# What is asked:
Report every line of the data below that contains the word "yellow", copying each line in full.
####################
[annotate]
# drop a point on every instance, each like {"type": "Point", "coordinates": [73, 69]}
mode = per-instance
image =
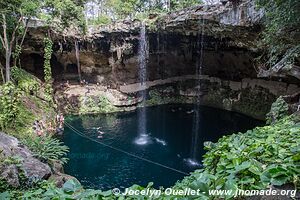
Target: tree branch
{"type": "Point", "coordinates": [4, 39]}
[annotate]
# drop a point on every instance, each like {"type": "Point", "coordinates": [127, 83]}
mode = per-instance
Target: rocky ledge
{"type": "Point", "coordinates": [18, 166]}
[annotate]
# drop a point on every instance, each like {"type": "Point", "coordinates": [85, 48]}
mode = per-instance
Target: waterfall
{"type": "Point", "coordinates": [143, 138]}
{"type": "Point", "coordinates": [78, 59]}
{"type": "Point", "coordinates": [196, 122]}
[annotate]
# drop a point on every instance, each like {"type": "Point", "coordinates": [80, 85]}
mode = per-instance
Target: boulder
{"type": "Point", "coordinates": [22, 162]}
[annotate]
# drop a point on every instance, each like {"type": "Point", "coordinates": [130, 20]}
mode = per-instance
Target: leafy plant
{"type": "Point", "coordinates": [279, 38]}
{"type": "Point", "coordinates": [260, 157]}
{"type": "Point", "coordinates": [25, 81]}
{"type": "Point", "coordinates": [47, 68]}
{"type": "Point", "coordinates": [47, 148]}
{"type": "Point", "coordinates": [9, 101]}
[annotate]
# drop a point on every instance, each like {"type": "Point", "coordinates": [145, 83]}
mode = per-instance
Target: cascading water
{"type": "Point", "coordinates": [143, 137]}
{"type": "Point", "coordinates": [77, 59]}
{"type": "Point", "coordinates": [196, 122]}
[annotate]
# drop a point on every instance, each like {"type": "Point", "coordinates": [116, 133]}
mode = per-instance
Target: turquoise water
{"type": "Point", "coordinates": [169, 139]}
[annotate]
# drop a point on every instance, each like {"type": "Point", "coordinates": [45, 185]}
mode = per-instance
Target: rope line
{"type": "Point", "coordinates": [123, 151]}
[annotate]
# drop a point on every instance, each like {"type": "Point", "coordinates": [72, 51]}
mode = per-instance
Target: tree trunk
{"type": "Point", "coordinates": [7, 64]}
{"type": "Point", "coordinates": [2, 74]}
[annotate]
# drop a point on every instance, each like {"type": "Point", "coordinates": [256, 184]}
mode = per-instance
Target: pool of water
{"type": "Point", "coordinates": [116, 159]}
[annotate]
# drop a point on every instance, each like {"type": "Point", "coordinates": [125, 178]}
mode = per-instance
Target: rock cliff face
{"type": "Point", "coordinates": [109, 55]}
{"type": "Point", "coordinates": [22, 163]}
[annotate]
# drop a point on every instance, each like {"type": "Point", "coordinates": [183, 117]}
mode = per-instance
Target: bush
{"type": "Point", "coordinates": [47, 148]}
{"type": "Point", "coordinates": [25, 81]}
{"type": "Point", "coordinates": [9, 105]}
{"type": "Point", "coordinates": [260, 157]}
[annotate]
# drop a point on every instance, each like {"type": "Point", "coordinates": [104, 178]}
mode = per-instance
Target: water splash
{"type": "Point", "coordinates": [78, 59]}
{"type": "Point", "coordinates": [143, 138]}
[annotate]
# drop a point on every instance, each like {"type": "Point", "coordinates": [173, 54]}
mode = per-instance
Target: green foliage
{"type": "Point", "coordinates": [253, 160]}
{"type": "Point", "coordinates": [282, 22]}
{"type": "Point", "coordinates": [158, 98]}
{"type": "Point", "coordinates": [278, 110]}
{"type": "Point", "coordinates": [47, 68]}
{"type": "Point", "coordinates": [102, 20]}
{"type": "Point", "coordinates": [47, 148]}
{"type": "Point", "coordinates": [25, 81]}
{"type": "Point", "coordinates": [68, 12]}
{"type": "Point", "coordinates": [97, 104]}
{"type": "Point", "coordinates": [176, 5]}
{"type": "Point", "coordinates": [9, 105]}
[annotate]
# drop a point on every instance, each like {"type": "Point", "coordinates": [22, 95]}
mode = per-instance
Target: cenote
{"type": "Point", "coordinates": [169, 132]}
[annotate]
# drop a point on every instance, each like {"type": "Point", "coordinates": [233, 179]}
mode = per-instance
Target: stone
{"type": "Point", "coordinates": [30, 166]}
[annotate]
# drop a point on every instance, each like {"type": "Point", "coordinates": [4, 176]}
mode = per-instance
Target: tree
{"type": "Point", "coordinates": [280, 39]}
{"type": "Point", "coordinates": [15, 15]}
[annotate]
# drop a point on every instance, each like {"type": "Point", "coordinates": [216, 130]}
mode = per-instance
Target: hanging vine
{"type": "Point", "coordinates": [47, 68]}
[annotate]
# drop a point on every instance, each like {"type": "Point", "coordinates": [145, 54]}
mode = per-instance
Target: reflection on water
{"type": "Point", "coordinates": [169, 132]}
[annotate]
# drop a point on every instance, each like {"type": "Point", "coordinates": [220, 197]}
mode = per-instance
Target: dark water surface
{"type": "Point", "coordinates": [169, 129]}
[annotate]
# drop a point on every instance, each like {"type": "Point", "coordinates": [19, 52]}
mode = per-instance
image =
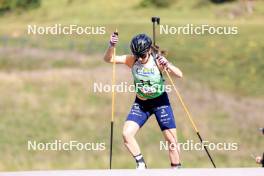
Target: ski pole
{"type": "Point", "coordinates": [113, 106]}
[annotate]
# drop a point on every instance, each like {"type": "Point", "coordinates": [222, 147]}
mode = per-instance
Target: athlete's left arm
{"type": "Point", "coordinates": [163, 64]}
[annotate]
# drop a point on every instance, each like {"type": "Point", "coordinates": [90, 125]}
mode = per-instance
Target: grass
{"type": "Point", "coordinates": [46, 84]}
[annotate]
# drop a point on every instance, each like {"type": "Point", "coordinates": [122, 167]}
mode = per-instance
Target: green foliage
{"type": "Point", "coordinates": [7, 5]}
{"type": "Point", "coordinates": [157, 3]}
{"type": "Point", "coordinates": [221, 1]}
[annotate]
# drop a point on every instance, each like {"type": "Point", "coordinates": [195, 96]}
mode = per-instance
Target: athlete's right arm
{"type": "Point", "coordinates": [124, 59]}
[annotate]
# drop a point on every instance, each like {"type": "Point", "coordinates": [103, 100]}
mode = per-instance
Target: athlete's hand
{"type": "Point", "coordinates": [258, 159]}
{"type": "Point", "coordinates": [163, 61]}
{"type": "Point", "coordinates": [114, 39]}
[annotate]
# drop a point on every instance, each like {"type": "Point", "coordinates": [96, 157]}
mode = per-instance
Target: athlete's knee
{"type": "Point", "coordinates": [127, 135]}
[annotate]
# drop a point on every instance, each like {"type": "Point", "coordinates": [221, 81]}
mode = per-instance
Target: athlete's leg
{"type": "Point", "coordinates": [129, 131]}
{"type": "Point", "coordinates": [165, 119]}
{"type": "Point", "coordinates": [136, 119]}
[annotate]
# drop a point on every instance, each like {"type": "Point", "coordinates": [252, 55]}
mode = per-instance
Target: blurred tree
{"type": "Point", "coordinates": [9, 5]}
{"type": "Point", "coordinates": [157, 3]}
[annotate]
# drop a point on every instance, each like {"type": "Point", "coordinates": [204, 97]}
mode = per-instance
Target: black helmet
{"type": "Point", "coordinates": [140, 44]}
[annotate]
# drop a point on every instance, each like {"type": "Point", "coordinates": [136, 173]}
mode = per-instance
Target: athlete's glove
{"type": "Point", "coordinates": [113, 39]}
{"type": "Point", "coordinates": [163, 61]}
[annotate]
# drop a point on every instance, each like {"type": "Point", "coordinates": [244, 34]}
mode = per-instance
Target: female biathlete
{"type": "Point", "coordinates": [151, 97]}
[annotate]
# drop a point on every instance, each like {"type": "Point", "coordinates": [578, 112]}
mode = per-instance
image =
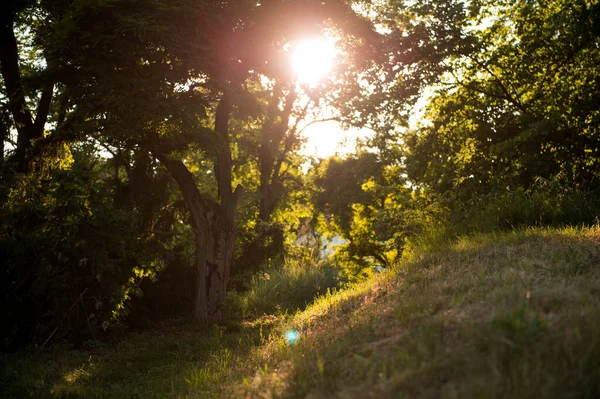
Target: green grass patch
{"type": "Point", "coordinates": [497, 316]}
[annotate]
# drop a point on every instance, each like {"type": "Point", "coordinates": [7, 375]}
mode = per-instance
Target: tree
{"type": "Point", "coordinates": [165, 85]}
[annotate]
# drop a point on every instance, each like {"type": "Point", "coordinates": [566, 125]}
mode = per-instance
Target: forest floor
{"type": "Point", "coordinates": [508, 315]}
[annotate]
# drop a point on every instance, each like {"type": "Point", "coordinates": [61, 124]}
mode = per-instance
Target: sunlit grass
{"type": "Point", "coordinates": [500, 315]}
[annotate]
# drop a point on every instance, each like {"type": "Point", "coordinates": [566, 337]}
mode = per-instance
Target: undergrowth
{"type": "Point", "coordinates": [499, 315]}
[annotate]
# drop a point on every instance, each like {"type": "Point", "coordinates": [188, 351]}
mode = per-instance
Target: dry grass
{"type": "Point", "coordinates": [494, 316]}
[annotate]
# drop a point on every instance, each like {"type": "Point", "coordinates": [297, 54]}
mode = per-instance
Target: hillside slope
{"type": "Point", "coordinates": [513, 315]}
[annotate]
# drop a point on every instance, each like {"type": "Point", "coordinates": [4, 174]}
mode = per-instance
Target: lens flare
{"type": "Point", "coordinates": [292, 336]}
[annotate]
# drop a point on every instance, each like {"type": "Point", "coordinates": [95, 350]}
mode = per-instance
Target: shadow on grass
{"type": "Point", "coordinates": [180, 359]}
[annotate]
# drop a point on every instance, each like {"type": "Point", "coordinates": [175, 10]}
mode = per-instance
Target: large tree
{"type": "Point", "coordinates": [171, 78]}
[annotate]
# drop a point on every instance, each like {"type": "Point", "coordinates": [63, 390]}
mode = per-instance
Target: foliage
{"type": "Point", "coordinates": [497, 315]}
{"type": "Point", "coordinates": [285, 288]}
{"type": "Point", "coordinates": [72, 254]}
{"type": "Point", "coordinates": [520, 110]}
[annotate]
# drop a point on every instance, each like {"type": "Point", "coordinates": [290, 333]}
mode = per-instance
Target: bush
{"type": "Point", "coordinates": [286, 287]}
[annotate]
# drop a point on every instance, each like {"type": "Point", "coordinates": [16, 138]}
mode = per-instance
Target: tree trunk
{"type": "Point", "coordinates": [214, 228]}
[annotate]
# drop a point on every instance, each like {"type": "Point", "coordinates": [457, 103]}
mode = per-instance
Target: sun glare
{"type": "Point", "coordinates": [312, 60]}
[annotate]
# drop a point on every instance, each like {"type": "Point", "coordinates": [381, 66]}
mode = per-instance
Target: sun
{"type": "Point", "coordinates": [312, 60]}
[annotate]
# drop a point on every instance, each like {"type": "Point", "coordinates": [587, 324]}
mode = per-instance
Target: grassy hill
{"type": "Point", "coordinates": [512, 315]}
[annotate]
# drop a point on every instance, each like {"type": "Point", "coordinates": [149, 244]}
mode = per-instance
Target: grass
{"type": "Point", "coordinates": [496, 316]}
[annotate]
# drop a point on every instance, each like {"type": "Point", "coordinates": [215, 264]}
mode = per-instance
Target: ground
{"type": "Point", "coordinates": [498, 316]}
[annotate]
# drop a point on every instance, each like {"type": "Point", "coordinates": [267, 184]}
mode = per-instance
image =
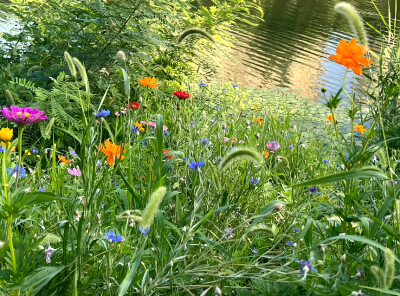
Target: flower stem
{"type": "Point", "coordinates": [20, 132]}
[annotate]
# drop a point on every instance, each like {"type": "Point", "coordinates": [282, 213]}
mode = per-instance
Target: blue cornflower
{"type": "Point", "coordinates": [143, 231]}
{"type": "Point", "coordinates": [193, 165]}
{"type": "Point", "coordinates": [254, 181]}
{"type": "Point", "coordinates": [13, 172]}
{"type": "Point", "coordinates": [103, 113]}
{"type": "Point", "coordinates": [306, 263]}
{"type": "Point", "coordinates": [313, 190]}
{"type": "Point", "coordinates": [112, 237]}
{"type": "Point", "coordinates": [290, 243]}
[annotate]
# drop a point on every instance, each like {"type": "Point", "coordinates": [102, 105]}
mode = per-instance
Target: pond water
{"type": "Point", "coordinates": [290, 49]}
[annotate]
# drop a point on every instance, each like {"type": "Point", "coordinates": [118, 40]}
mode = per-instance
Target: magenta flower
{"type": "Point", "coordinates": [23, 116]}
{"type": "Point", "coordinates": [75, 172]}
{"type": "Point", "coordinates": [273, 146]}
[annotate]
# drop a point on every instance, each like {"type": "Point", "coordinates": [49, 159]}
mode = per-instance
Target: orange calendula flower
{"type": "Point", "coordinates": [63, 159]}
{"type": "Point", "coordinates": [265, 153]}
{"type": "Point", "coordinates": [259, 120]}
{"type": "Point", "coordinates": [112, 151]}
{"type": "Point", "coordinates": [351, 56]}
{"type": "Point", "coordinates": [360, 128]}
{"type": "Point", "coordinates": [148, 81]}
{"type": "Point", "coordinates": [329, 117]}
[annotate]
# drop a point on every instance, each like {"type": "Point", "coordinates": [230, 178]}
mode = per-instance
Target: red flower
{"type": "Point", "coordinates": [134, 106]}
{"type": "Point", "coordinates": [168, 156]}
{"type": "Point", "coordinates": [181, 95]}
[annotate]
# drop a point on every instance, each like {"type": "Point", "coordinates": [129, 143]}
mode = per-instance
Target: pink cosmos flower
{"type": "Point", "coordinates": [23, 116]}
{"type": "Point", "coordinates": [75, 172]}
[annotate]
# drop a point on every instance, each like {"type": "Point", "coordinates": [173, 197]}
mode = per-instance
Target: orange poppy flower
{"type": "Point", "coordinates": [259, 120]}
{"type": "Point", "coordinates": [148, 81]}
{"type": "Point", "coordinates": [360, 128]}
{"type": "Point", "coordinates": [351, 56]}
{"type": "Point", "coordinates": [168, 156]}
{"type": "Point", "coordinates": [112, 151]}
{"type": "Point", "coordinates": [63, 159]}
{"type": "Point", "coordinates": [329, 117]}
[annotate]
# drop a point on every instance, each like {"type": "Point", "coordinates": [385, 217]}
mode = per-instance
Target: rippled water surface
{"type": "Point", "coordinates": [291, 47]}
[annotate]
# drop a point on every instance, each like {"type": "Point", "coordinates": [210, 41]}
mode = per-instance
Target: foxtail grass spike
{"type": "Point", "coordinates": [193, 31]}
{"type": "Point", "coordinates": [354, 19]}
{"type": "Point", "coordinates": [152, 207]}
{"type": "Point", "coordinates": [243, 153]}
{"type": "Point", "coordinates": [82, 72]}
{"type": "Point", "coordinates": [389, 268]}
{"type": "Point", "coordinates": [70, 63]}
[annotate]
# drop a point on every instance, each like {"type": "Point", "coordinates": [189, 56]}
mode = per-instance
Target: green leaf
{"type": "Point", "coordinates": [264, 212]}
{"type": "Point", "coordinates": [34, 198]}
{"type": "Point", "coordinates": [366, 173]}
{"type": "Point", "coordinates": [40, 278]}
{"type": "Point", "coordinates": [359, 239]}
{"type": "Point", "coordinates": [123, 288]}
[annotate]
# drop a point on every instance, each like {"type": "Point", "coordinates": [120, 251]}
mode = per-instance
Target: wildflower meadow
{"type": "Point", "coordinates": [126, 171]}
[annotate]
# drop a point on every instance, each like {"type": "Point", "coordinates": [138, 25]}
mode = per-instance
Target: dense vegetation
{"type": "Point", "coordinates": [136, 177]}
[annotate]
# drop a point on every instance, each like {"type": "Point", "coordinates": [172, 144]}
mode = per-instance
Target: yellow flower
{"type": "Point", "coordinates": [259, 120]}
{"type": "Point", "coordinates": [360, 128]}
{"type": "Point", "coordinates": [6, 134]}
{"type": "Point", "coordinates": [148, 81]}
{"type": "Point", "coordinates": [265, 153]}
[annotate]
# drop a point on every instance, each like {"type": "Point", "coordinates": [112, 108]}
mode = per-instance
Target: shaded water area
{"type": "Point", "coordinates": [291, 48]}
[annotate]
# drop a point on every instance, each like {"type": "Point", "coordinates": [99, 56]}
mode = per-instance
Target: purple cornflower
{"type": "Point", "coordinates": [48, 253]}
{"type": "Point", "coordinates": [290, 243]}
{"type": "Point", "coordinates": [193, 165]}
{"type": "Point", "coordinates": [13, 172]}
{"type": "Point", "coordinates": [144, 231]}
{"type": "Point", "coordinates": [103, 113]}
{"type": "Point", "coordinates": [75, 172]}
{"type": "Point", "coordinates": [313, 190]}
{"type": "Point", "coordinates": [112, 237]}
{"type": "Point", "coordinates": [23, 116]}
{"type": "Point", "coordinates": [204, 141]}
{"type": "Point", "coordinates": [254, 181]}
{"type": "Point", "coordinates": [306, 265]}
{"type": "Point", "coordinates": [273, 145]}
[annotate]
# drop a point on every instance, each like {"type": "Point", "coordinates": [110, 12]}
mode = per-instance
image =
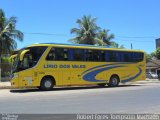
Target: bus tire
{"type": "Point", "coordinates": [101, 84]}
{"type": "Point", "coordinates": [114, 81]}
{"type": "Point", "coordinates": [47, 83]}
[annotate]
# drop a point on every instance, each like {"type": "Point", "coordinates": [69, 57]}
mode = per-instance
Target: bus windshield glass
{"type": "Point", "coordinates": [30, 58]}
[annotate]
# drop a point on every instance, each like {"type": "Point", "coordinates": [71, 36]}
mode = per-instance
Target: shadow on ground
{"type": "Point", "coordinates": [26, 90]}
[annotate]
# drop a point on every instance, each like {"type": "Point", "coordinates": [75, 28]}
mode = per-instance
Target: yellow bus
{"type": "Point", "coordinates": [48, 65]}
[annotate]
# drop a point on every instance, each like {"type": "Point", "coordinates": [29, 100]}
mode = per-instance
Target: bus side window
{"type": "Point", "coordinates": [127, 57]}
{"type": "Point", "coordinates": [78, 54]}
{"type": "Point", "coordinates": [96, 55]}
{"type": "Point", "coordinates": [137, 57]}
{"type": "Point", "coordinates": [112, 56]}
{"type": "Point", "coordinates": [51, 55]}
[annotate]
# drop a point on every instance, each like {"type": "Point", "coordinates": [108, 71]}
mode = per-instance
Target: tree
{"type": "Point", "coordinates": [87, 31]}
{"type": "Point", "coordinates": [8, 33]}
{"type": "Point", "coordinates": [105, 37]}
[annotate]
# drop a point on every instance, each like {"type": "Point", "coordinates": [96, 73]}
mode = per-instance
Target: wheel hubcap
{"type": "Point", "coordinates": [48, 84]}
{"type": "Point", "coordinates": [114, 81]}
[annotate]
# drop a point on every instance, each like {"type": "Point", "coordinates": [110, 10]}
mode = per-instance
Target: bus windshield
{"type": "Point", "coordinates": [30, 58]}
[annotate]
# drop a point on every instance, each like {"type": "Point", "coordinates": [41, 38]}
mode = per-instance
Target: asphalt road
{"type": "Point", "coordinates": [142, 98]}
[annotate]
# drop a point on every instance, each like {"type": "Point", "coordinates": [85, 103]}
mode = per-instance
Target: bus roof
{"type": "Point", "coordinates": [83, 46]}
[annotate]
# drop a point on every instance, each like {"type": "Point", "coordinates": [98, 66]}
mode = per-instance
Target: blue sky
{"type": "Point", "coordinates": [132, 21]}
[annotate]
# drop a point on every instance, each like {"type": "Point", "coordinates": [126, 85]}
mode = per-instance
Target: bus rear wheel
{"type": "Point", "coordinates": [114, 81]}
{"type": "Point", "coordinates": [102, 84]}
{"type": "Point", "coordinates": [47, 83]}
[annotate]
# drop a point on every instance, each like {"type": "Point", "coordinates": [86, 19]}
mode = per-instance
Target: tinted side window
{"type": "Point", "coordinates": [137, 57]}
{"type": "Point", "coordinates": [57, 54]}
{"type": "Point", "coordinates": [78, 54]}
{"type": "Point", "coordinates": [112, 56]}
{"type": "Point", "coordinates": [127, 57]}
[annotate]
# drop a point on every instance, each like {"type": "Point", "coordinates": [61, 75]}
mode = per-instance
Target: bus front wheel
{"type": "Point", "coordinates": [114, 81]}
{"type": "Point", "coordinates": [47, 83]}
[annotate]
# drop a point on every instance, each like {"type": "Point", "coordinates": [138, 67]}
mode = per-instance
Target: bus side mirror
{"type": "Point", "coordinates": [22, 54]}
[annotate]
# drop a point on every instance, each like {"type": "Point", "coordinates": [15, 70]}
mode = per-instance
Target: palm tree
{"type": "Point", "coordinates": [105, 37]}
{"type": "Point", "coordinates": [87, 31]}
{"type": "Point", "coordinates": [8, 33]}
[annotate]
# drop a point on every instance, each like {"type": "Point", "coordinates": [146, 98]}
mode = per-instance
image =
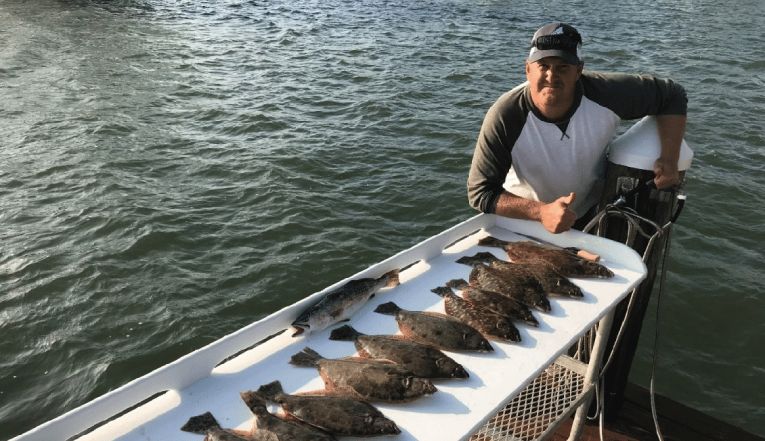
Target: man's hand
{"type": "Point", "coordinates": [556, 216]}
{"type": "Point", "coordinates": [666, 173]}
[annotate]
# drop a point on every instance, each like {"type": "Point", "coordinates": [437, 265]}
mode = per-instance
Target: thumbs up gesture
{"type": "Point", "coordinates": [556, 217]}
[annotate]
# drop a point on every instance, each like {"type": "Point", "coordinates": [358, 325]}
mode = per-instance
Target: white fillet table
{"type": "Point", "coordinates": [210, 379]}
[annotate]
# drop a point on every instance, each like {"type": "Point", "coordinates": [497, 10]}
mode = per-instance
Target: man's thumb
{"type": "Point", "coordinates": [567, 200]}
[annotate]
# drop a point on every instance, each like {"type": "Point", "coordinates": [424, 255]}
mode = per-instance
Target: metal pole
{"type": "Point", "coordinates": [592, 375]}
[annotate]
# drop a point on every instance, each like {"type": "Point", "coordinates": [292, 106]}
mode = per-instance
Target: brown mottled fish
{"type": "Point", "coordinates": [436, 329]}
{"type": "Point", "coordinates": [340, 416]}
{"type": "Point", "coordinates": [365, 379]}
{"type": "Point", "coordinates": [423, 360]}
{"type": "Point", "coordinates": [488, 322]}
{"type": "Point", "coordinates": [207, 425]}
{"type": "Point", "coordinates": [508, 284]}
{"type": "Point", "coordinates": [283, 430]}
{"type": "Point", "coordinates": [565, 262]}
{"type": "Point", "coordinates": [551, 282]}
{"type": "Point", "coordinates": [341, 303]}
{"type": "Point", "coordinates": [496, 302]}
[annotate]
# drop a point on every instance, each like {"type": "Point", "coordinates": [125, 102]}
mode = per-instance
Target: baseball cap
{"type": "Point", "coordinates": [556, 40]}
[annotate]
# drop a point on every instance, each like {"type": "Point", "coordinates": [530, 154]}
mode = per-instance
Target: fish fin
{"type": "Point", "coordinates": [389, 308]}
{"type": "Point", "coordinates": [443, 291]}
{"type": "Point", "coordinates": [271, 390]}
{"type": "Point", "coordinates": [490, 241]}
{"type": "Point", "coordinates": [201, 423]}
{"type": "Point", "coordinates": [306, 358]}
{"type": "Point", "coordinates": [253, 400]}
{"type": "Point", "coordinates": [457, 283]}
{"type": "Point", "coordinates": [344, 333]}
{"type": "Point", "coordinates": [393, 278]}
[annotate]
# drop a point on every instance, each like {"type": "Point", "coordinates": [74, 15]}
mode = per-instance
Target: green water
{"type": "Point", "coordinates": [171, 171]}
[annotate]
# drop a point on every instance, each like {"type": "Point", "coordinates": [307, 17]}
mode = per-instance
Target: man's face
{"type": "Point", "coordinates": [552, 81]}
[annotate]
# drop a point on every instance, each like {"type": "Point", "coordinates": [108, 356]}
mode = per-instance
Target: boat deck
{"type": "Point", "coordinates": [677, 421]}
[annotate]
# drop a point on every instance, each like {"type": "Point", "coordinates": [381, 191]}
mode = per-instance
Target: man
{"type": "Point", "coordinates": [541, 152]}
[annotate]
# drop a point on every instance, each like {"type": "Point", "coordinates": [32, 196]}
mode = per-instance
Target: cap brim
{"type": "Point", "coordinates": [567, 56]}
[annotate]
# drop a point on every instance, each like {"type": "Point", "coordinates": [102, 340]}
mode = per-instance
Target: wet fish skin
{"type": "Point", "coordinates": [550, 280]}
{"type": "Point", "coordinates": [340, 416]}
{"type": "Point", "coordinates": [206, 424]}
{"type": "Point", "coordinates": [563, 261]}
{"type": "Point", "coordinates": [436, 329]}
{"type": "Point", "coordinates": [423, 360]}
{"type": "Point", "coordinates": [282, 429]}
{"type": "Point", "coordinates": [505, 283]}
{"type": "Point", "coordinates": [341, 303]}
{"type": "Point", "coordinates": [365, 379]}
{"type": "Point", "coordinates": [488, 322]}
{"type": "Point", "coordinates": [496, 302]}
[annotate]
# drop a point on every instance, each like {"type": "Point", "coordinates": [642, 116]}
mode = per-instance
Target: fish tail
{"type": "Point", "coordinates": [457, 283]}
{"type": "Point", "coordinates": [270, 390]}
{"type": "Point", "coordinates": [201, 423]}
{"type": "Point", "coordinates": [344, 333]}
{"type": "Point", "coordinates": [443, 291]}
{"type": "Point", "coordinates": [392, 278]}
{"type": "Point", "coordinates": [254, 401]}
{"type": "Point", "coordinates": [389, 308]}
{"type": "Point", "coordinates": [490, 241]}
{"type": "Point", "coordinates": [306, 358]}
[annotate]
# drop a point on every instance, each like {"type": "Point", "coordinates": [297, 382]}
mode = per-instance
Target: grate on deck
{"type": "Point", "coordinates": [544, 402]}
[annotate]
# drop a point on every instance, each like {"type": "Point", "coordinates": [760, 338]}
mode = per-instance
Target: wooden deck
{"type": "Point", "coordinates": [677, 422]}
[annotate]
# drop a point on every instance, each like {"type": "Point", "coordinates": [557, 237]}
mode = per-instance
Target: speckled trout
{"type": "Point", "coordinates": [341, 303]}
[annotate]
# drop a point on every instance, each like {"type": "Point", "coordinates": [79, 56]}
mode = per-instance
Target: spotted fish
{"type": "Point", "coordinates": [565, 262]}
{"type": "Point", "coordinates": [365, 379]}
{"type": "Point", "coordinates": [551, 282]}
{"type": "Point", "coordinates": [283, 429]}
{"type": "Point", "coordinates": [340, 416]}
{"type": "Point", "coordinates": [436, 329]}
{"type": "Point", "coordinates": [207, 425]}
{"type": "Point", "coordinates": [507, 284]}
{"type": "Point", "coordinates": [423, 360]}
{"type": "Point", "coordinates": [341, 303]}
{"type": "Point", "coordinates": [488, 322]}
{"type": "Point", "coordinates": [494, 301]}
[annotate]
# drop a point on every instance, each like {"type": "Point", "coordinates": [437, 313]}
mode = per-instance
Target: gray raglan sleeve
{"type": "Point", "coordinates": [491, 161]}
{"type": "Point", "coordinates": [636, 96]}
####################
# Expected answer:
Target: yellow flower
Target: yellow bus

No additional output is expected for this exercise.